----- Bereitgestellte Angaben

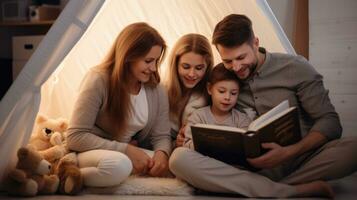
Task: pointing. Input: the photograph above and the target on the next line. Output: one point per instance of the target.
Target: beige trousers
(105, 168)
(333, 160)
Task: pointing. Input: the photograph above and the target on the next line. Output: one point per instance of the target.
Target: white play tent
(80, 38)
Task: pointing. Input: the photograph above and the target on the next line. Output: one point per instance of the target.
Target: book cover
(233, 145)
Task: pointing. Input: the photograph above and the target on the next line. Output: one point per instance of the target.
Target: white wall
(284, 12)
(333, 52)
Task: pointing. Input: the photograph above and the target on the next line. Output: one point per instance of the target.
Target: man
(269, 78)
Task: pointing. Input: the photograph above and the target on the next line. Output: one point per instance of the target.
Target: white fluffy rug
(147, 186)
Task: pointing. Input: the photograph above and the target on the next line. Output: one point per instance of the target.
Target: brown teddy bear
(49, 139)
(29, 177)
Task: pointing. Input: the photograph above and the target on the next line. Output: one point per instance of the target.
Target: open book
(233, 145)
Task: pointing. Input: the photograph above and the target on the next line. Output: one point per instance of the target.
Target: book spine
(251, 143)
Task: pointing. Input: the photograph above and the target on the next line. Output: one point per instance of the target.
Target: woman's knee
(118, 168)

----------

Aufgabenstellung:
Geben Sie an, in wie vielen Zeilen der Datensätze das Wort „book“ vorkommt, wobei Groß- und Kleinschreibung zu beachten ist. Nennen Sie ausschließlich die Zahl.

Ergebnis der Aufgabe:
3